Copy out every item below word for word, leaving the pictures out of your answer.

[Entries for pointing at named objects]
>>>>>

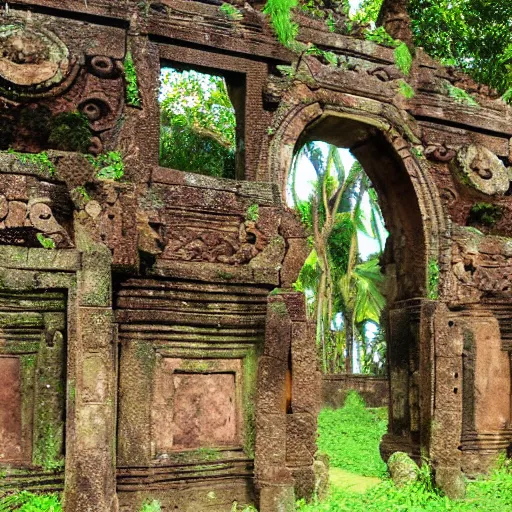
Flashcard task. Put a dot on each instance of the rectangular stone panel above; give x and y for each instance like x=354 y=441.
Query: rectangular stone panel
x=10 y=410
x=193 y=409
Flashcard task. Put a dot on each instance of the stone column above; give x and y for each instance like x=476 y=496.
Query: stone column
x=289 y=397
x=90 y=484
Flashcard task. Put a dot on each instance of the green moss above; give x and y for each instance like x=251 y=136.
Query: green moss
x=405 y=90
x=507 y=97
x=329 y=57
x=47 y=450
x=286 y=71
x=41 y=161
x=485 y=213
x=70 y=131
x=253 y=213
x=380 y=36
x=231 y=12
x=145 y=353
x=130 y=77
x=151 y=506
x=195 y=366
x=82 y=192
x=460 y=96
x=250 y=376
x=225 y=275
x=28 y=502
x=109 y=166
x=433 y=279
x=417 y=153
x=71 y=390
x=403 y=59
x=47 y=243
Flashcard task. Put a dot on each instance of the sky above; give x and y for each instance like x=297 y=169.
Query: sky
x=304 y=185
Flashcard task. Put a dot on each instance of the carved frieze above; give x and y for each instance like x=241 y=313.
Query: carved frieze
x=28 y=210
x=482 y=170
x=481 y=266
x=31 y=59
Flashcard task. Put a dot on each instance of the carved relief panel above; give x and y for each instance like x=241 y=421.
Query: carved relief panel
x=32 y=398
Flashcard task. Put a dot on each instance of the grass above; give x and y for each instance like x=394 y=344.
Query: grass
x=29 y=502
x=493 y=494
x=351 y=437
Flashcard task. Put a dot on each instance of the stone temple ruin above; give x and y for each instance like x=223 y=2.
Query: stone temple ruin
x=151 y=342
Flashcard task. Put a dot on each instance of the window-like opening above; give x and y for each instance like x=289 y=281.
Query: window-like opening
x=201 y=121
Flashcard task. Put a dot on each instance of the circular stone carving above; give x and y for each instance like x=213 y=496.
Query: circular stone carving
x=101 y=66
x=32 y=57
x=483 y=170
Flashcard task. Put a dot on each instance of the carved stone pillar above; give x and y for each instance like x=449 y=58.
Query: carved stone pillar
x=289 y=394
x=90 y=481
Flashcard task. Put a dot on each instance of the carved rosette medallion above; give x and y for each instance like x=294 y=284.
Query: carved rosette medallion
x=482 y=170
x=32 y=59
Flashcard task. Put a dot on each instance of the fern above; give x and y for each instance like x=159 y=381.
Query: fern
x=329 y=57
x=507 y=97
x=231 y=12
x=130 y=76
x=406 y=90
x=280 y=12
x=461 y=96
x=380 y=36
x=403 y=59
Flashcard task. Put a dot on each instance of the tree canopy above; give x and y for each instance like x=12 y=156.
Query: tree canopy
x=473 y=35
x=197 y=124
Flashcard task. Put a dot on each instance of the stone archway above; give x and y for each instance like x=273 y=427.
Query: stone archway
x=384 y=143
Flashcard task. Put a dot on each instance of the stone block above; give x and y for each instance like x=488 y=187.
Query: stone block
x=95 y=328
x=270 y=441
x=271 y=393
x=300 y=439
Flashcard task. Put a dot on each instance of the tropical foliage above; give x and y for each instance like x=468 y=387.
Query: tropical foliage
x=473 y=35
x=197 y=124
x=351 y=435
x=340 y=286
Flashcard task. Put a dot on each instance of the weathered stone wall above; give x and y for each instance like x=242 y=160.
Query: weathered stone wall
x=176 y=359
x=335 y=387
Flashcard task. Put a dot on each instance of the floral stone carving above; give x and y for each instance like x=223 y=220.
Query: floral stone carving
x=481 y=169
x=31 y=57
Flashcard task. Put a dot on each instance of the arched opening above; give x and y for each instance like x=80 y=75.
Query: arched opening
x=412 y=216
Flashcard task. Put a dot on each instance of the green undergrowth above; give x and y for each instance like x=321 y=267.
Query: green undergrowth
x=403 y=58
x=280 y=13
x=493 y=494
x=109 y=166
x=405 y=90
x=29 y=502
x=231 y=12
x=39 y=160
x=433 y=279
x=461 y=96
x=151 y=506
x=130 y=76
x=350 y=436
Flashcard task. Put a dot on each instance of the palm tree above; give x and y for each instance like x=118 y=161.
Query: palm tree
x=333 y=278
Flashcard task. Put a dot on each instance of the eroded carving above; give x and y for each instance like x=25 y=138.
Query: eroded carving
x=482 y=170
x=32 y=57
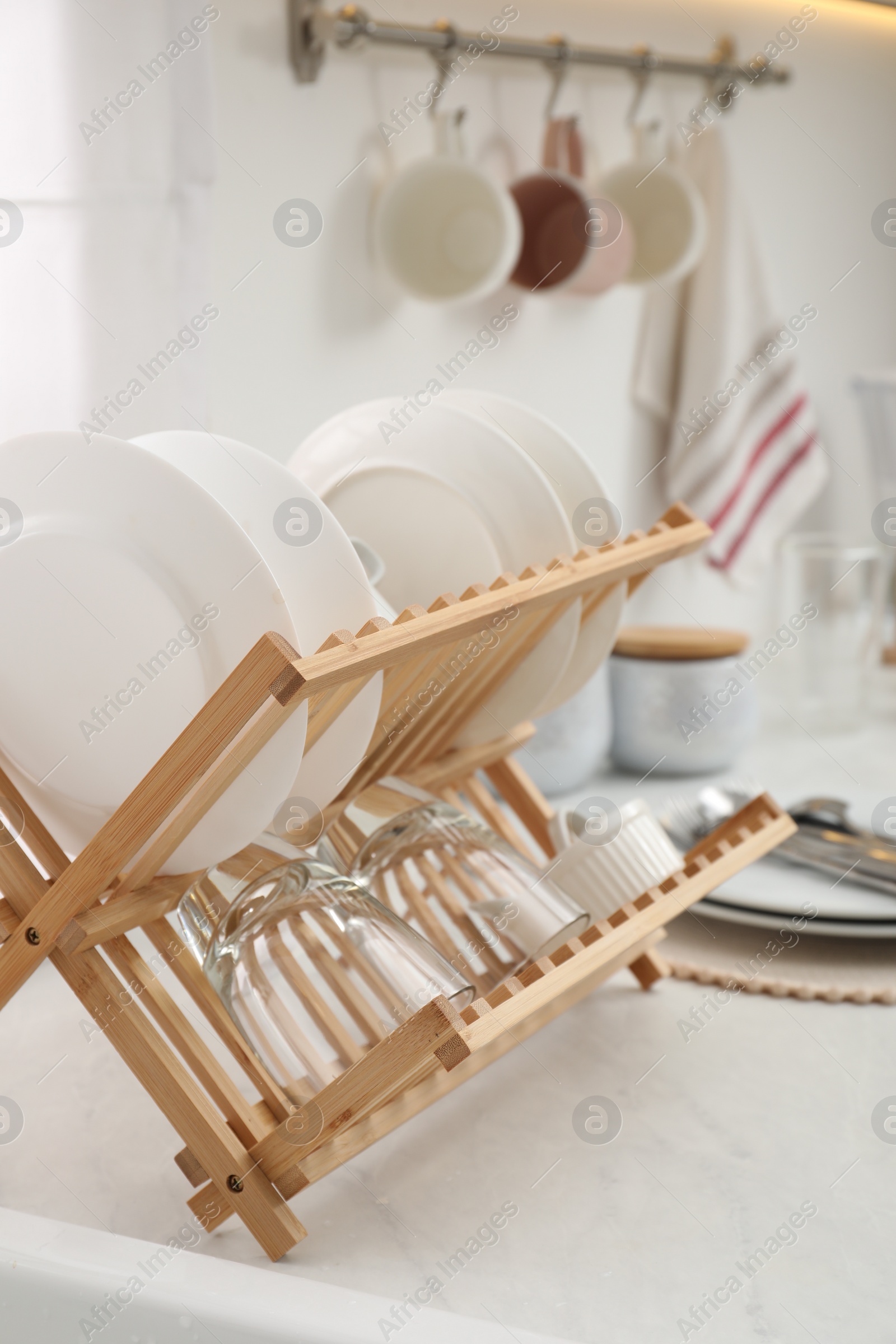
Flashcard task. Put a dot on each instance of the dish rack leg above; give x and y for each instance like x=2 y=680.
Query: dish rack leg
x=648 y=968
x=155 y=1065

<<<<<

== RESPONSE ==
Flashcard task. Put a dot on each instance of the rectangular stone panel above; give x and y for each instance like x=354 y=441.
Query: rectangular stone panel
x=10 y=410
x=193 y=409
Flashcard task. Put a dot on each instance of the stone column above; give x and y for each instance like x=476 y=496.
Query: stone column
x=289 y=397
x=90 y=484
Flashcard task. Put a dot on each instance of the green moss above; give x and y for each instance like x=251 y=136.
Query: green moss
x=405 y=90
x=507 y=97
x=329 y=57
x=47 y=450
x=286 y=71
x=41 y=161
x=485 y=213
x=70 y=131
x=253 y=213
x=380 y=36
x=231 y=12
x=145 y=353
x=130 y=77
x=151 y=506
x=195 y=366
x=82 y=192
x=460 y=96
x=250 y=376
x=225 y=275
x=28 y=502
x=109 y=166
x=433 y=279
x=417 y=153
x=71 y=390
x=403 y=59
x=47 y=243
Flashcard task. Put a dot on each instance of the sky above; give x and y for each instance like x=297 y=169.
Query: sky
x=304 y=185
Flashcard task. Put a dot on each instance of the carved frieze above; give x and y for each instance like x=241 y=313.
Query: carved frieze
x=28 y=210
x=482 y=170
x=481 y=266
x=31 y=59
Flashcard task. Put a dot on each instance of the carved relief panel above; give x and y for each instance like x=241 y=421.
Query: carved relief panel
x=32 y=398
Flashcard task. Put a dot on each instance of the grass above; give x and y for each instance like x=394 y=344.
Query: grass
x=29 y=502
x=493 y=494
x=351 y=437
Flashcard task. Put a dot on each instance of the stone temple ruin above; give x and y for each instance like x=223 y=2.
Query: stone temple ruin
x=151 y=342
Flashcard task. Put a dot on each instance of the window-like opening above; give x and y for each instance like x=289 y=281.
Query: window-like opening
x=201 y=121
Flashcard task. Put a dot on each instance of the circular stone carving above; give x and y for each instance like x=213 y=496.
Query: circular stone carving
x=101 y=66
x=32 y=57
x=483 y=170
Flashcard task. Put a dot on each instance of the carved stone pillar above; give x and y for each instance like x=449 y=58.
Query: carved stone pillar
x=289 y=394
x=90 y=481
Flashcard task. Put a dot on each instance of the carved rosette medallion above; give x and y for each instance like x=294 y=284.
Query: carved rosette medallion
x=482 y=170
x=32 y=59
Flashcard task. Put a dot on each instance of the fern above; give x and y for each instance like x=159 y=381.
Query: fern
x=329 y=57
x=507 y=97
x=231 y=12
x=130 y=76
x=406 y=90
x=280 y=12
x=461 y=96
x=380 y=36
x=403 y=59
Flashcard task. Put a dot on each instance of the tree canopy above; give x and y for each instance like x=12 y=156.
Query: tree canopy
x=473 y=35
x=197 y=124
Flashcard task. Put a dot on each instance of the stone archway above; give x and y for each instance like x=273 y=427.
Query: stone archway
x=384 y=143
Flashcard task. Put a dot on each instance of the stone block above; give x and y for each instance like x=488 y=187.
Query: stone block
x=95 y=328
x=270 y=441
x=271 y=393
x=300 y=439
Flashcard task. Put a dot on each instance of the tropical foliage above; give x and y for each instance like x=468 y=387.
Query: tropical foliage
x=473 y=35
x=197 y=124
x=351 y=435
x=340 y=286
Flashcard task. Put a dot on each instance of the weathered stone wall above; give x and y for each instance like x=242 y=160.
Query: weathered stone wall
x=176 y=359
x=335 y=387
Flashcard task. Put a dot on each instance of the floral stone carving above; give x and y for each instance like x=223 y=220.
Query: floral stone carving
x=481 y=169
x=31 y=57
Flashcard task. Put a dot on each instance of the arched opening above; give x and y for each instance like x=80 y=75.
Query: arched opening
x=412 y=216
Flashcard task. Put a dot on each instance of the green undergrowth above; give x and y for each instance like x=321 y=267.
Query: green undergrowth
x=403 y=58
x=280 y=13
x=493 y=494
x=109 y=166
x=405 y=90
x=29 y=502
x=231 y=12
x=39 y=160
x=433 y=279
x=461 y=96
x=151 y=506
x=130 y=76
x=350 y=436
Flashcard task. Put a dot on each instance of the palm tree above; give x and y for each instance like x=118 y=161.
Query: palm tree
x=333 y=278
Flashcard task. Put a dot on each instance of the eroded carving above; give x and y for each instance like x=25 y=138.
Query: eroded carving
x=482 y=170
x=32 y=57
Flashcard task. Put a dot on each instance of the dish rack leg above; give x and y for each instance like x=2 y=680.
Query: dish rack leg
x=648 y=968
x=155 y=1065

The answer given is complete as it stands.